## Action item
Since each line must match the original, copy out the records with no differences at all.

## Records for processing
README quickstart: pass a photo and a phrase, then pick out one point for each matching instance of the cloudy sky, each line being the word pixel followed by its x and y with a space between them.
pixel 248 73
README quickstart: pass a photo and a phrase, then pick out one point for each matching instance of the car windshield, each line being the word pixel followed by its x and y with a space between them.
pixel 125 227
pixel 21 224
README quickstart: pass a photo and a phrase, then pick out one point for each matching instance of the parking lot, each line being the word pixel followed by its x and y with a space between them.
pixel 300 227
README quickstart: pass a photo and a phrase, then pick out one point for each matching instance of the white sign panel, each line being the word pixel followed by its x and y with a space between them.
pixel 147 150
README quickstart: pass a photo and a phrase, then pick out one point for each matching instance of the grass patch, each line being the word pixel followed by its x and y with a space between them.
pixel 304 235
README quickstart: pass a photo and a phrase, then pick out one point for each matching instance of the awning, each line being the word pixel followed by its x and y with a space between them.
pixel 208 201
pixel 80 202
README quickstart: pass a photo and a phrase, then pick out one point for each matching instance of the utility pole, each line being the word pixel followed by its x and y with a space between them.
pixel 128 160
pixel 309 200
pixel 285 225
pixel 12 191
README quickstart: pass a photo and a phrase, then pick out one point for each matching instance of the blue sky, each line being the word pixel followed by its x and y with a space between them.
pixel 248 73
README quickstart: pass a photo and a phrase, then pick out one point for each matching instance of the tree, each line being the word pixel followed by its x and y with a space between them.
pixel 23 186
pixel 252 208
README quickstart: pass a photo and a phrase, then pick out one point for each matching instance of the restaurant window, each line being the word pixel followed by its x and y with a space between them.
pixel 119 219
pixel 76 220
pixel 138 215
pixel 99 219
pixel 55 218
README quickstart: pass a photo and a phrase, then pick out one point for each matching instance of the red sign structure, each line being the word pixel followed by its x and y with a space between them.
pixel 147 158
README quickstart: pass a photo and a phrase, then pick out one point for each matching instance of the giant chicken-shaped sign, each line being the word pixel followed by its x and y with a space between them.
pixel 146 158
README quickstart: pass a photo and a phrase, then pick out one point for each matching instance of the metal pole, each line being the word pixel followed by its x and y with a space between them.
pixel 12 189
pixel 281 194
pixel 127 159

## Solution for this exercise
README quickstart: pass a photo and a phrase, then pick out one point for each matching instance of the cloudy sky, each line being the word pixel followed by its x and y with a space between them.
pixel 248 73
README quickstart: pass a photo and a phrase, then pick out one point for each matching instance of the car windshield, each line being the word pixel followed by its x and y with a space between them.
pixel 125 227
pixel 21 224
README quickstart: pass a photo and a phrase, then pick out one point for each matching instance of the parking lot, each line being the word pixel followed by its x and y with a space between them.
pixel 300 227
README quickstart: pass a photo and a phrase, then pick out one point for each matching instance of the white sign panel, each line being the word pixel followed by its x and y with a space between them.
pixel 147 150
README quickstart: pass a photo and a phrase, then pick out one point for each matching instance of the grass patch, each line being the word pixel followed by its x and y with a space between them.
pixel 304 235
README quickstart: pass a photo and a phrase, then pick out one point for each matching instance of the awning, each line being the word pixel followed by its x and y with a space between them.
pixel 208 201
pixel 80 202
README quickstart: pass a photo and a phrase, then pick out one point for each matching instance of the utility pole, each line being the word pixel followed by its x and y with a space between them.
pixel 128 160
pixel 309 200
pixel 285 225
pixel 12 191
README quickstart: pass a photo and a phrase, then pick out one point for each matching instance of the blue sky, each line being the word pixel followed by its x and y with a space between them.
pixel 248 73
README quickstart: pass a photo and a phrase, then pick out one point for each matching instance of the tree, each line being the word pixel followed by its x and y with a space between them.
pixel 23 186
pixel 252 208
README quickstart: pass a photo and a phrase, then pick out one point for each matching instance of the restaurant window, each line being the word pixel followed by its x and y with a space between them.
pixel 119 219
pixel 76 220
pixel 138 215
pixel 99 219
pixel 55 218
README quickstart: pass a photo and a phrase, then pick out one point for each matching instance of the red sign structure, each line being the word pixel followed by its x and y with a space between them.
pixel 147 158
README quickstart: pass a photo and a phrase, then pick out one point for each matching instance of the giant chicken-shaped sign, each line being the word pixel followed by its x and y with a space between them.
pixel 146 158
README quickstart: pass a photo and a phrase, then pick out one point for each matching instance of the metal pole, each line being the word pixel followed by its x and y with a space between them.
pixel 12 189
pixel 281 194
pixel 127 159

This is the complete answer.